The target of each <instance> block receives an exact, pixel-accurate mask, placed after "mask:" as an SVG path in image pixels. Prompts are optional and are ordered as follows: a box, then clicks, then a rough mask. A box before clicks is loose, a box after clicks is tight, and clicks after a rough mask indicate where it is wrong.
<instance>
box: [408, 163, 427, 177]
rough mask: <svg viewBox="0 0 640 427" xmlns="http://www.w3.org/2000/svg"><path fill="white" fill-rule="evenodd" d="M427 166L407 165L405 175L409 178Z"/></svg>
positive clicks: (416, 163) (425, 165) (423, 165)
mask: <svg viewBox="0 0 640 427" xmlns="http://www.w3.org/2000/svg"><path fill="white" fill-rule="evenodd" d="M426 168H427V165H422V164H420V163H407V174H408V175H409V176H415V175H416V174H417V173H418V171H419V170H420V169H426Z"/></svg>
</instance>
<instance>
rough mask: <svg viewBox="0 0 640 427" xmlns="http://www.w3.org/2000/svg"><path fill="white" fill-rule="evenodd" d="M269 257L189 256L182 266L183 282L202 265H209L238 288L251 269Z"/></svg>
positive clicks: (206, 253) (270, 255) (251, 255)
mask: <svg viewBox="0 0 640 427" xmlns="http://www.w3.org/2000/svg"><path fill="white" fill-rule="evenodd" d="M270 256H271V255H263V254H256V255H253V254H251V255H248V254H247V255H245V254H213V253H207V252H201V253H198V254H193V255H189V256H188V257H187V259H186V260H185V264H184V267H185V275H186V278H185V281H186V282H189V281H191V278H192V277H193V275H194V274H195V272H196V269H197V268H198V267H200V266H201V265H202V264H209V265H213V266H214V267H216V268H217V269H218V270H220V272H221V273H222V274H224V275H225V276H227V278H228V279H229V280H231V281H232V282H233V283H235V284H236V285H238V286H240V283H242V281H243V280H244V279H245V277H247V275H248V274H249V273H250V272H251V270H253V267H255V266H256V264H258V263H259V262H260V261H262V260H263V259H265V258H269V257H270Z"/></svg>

• _ASSIGNMENT_
Rewrite the listing above with every "positive clicks" changed to "foreground clicks", leaving all other text as it is.

• _RESPONSE TO THE TASK_
The target of each <instance> block receives an exact, pixel-accurate mask, placed after "mask:" as an SVG path in image pixels. Prompts are optional and are ordered as follows: a box, then clicks, then a rough mask. A box before clicks is loose, a box after clicks is tight, and clicks after a rough mask indicate where it is wrong.
<instance>
box: [408, 163, 427, 177]
rough mask: <svg viewBox="0 0 640 427" xmlns="http://www.w3.org/2000/svg"><path fill="white" fill-rule="evenodd" d="M427 166L407 165L405 175L409 178Z"/></svg>
foreground clicks: (416, 163) (425, 165) (423, 165)
mask: <svg viewBox="0 0 640 427" xmlns="http://www.w3.org/2000/svg"><path fill="white" fill-rule="evenodd" d="M426 168H427V165H422V164H420V163H407V174H408V175H409V176H415V175H416V174H417V173H418V171H419V170H420V169H426Z"/></svg>
</instance>
<instance>
rough mask: <svg viewBox="0 0 640 427" xmlns="http://www.w3.org/2000/svg"><path fill="white" fill-rule="evenodd" d="M269 257L189 256L182 266L183 282L202 265H209L238 288L251 269Z"/></svg>
foreground clicks: (206, 253) (270, 255) (251, 255)
mask: <svg viewBox="0 0 640 427" xmlns="http://www.w3.org/2000/svg"><path fill="white" fill-rule="evenodd" d="M270 256H271V255H263V254H256V255H253V254H251V255H248V254H247V255H245V254H213V253H207V252H201V253H198V254H193V255H189V256H188V257H187V259H186V260H185V264H184V267H185V275H186V278H185V281H186V282H189V281H191V278H192V277H193V275H194V274H195V272H196V269H197V268H198V267H200V266H201V265H202V264H209V265H213V266H214V267H216V268H217V269H218V270H220V272H221V273H222V274H224V275H225V276H227V278H228V279H229V280H231V281H232V282H233V283H235V284H236V285H238V286H240V283H242V281H243V280H244V279H245V277H247V275H248V274H249V273H250V272H251V270H253V267H255V266H256V264H258V263H259V262H260V261H262V260H263V259H265V258H269V257H270Z"/></svg>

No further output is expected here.